▶ _Work task_
Repeat the entire listing below exactly.

▶ _Material shown_
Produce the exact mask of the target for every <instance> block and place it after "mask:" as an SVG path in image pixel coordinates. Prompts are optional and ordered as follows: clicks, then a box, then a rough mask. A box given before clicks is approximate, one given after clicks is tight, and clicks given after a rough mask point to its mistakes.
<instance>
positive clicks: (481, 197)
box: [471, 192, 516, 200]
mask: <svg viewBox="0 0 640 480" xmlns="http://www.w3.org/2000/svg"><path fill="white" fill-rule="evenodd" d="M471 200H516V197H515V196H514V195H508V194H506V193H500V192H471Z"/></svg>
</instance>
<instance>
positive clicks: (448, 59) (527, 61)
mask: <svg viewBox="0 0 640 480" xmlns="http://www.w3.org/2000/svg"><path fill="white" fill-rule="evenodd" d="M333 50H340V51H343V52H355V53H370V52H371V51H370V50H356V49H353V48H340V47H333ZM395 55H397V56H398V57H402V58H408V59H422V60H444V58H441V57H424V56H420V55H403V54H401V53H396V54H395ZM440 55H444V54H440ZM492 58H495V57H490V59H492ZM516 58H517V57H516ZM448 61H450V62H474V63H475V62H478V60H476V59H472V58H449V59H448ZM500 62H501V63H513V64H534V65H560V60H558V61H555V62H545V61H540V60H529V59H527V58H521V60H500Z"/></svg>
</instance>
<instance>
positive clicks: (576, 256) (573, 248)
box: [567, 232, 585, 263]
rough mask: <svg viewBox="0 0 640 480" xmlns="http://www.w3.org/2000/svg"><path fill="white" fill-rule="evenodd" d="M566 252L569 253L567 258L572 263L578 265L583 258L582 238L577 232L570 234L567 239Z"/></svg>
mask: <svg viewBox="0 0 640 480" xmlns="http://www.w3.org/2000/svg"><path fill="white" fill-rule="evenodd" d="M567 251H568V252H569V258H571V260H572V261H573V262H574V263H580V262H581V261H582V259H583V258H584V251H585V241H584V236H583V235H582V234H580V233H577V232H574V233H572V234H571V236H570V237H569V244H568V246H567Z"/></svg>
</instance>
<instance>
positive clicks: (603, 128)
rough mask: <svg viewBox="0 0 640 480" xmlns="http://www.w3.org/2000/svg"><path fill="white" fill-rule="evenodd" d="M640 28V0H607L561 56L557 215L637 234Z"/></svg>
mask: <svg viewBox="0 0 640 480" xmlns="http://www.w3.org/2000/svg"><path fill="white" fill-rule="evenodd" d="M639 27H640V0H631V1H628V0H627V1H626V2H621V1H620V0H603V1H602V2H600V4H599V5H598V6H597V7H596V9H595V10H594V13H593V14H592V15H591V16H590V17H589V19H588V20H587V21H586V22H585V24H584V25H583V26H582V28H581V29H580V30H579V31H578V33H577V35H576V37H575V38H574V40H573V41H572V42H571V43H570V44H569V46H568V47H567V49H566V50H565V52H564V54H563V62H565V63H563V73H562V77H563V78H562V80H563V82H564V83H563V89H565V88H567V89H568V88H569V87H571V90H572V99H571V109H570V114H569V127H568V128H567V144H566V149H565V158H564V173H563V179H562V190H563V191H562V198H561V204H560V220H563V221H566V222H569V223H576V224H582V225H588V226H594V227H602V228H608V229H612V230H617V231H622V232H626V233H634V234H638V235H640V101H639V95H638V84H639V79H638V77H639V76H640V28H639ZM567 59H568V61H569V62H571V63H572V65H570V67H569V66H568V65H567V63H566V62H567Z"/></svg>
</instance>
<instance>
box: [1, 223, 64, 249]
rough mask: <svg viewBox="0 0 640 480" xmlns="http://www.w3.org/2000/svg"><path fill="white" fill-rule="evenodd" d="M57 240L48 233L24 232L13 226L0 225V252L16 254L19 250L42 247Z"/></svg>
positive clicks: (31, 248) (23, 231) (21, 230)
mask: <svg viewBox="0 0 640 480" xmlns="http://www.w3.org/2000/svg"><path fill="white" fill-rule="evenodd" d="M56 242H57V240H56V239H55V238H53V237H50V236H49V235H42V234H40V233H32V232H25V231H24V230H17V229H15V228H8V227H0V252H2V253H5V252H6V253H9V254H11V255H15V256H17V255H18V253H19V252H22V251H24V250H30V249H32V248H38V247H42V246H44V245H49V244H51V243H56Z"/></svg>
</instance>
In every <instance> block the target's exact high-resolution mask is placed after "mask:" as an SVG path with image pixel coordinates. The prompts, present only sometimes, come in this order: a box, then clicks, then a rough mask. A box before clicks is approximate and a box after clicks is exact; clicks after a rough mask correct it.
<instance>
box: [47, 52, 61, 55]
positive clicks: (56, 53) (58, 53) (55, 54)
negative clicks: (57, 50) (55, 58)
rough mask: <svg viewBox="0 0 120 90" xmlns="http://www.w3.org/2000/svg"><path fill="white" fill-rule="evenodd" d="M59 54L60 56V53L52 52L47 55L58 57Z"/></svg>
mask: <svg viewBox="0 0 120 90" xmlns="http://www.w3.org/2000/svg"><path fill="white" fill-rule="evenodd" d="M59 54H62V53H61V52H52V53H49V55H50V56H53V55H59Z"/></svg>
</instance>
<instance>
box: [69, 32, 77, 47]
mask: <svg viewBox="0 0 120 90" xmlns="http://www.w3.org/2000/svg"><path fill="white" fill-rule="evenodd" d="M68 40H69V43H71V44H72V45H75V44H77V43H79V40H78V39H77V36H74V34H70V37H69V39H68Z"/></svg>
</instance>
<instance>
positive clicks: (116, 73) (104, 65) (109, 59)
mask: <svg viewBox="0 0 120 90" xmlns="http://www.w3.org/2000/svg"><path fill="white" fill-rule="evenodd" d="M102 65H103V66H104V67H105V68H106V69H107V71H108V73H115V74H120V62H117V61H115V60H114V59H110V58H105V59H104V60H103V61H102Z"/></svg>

▶ _Finished exercise_
Produce the exact mask of the target for every <instance> block and place it after "mask:" as an SVG path in image pixel coordinates. Prompts are optional and ordered as follows: clicks, then a box, then a rough mask. A box given before clicks is approximate, one given after clicks is tight, and clicks given after a rough mask point to its mistakes.
<instance>
positive clicks: (481, 197)
box: [471, 192, 516, 200]
mask: <svg viewBox="0 0 640 480" xmlns="http://www.w3.org/2000/svg"><path fill="white" fill-rule="evenodd" d="M471 200H516V197H515V196H514V195H508V194H506V193H500V192H471Z"/></svg>
</instance>
<instance>
positive clicks: (448, 59) (527, 61)
mask: <svg viewBox="0 0 640 480" xmlns="http://www.w3.org/2000/svg"><path fill="white" fill-rule="evenodd" d="M333 50H340V51H343V52H355V53H370V52H371V51H370V50H356V49H353V48H340V47H333ZM395 55H397V56H398V57H402V58H408V59H422V60H444V58H441V57H424V56H420V55H403V54H401V53H396V54H395ZM440 55H444V54H440ZM492 58H495V57H490V59H492ZM516 58H517V57H516ZM448 61H450V62H474V63H475V62H478V60H476V59H472V58H449V59H448ZM500 62H501V63H513V64H534V65H560V60H558V61H555V62H545V61H540V60H529V59H527V58H521V60H500Z"/></svg>
</instance>
<instance>
positive clicks: (576, 256) (573, 248)
box: [567, 232, 585, 263]
rough mask: <svg viewBox="0 0 640 480" xmlns="http://www.w3.org/2000/svg"><path fill="white" fill-rule="evenodd" d="M566 252L569 253L567 258L572 263L578 265L583 258L582 238L577 232L570 234L567 239Z"/></svg>
mask: <svg viewBox="0 0 640 480" xmlns="http://www.w3.org/2000/svg"><path fill="white" fill-rule="evenodd" d="M567 251H568V252H569V258H571V260H572V261H573V262H574V263H580V262H581V261H582V259H583V258H584V251H585V241H584V236H583V235H582V234H580V233H577V232H574V233H572V234H571V236H570V237H569V244H568V246H567Z"/></svg>
</instance>
<instance>
positive clicks: (603, 128)
rough mask: <svg viewBox="0 0 640 480" xmlns="http://www.w3.org/2000/svg"><path fill="white" fill-rule="evenodd" d="M640 28V0H607L561 56L557 215L637 234Z"/></svg>
mask: <svg viewBox="0 0 640 480" xmlns="http://www.w3.org/2000/svg"><path fill="white" fill-rule="evenodd" d="M639 27H640V0H631V1H628V0H627V1H626V2H621V1H620V0H603V1H602V2H600V4H599V5H598V6H597V7H596V9H595V10H594V13H593V14H592V15H591V16H590V17H589V19H588V20H587V21H586V22H585V24H584V25H583V26H582V28H581V29H580V30H579V31H578V33H577V35H576V37H575V38H574V40H573V41H572V42H571V43H570V44H569V46H568V47H567V49H566V50H565V52H564V54H563V62H565V63H563V73H562V77H563V78H562V80H563V82H564V83H563V89H565V88H567V89H568V88H569V87H571V90H572V99H571V109H570V114H569V127H568V128H567V144H566V149H565V158H564V173H563V179H562V190H563V191H562V198H561V204H560V220H563V221H566V222H569V223H576V224H582V225H588V226H594V227H602V228H608V229H612V230H617V231H622V232H626V233H634V234H638V235H640V101H639V95H638V84H639V79H638V77H639V76H640V28H639ZM567 59H568V61H569V62H571V63H572V65H570V67H569V66H568V65H567V63H566V62H567Z"/></svg>
</instance>
<instance>
box: [1, 223, 64, 249]
rough mask: <svg viewBox="0 0 640 480" xmlns="http://www.w3.org/2000/svg"><path fill="white" fill-rule="evenodd" d="M57 240L48 233L24 232L13 226L0 225V252L16 254L19 250L42 247Z"/></svg>
positive clicks: (31, 248) (23, 231) (21, 230)
mask: <svg viewBox="0 0 640 480" xmlns="http://www.w3.org/2000/svg"><path fill="white" fill-rule="evenodd" d="M56 242H57V240H56V239H55V238H53V237H50V236H49V235H42V234H40V233H32V232H25V231H24V230H17V229H15V228H8V227H0V252H2V253H5V252H6V253H9V254H11V255H15V256H17V255H18V253H19V252H22V251H24V250H30V249H32V248H38V247H42V246H44V245H49V244H51V243H56Z"/></svg>
</instance>
In every <instance> block the target's exact high-resolution mask is placed after "mask:" as an SVG path with image pixel coordinates. The prompts, present only sometimes, come in this order: a box, then clicks, then a rough mask. A box before clicks is approximate and a box after clicks is exact; clicks after a rough mask correct it.
<instance>
box: [47, 52, 61, 55]
positive clicks: (56, 53) (58, 53) (55, 54)
negative clicks: (57, 50) (55, 58)
rough mask: <svg viewBox="0 0 120 90" xmlns="http://www.w3.org/2000/svg"><path fill="white" fill-rule="evenodd" d="M59 54L60 56V53L52 52L47 55L58 57Z"/></svg>
mask: <svg viewBox="0 0 120 90" xmlns="http://www.w3.org/2000/svg"><path fill="white" fill-rule="evenodd" d="M59 54H62V53H61V52H52V53H49V55H50V56H53V55H59Z"/></svg>
</instance>
<instance>
box: [69, 32, 77, 47]
mask: <svg viewBox="0 0 120 90" xmlns="http://www.w3.org/2000/svg"><path fill="white" fill-rule="evenodd" d="M68 40H69V43H71V44H72V45H75V44H77V43H79V40H78V39H77V36H74V34H70V37H69V39H68Z"/></svg>
</instance>
<instance>
positive clicks: (116, 73) (104, 65) (109, 59)
mask: <svg viewBox="0 0 120 90" xmlns="http://www.w3.org/2000/svg"><path fill="white" fill-rule="evenodd" d="M102 65H103V66H104V67H105V68H106V69H107V71H108V73H115V74H120V62H117V61H115V60H114V59H110V58H105V59H104V60H103V61H102Z"/></svg>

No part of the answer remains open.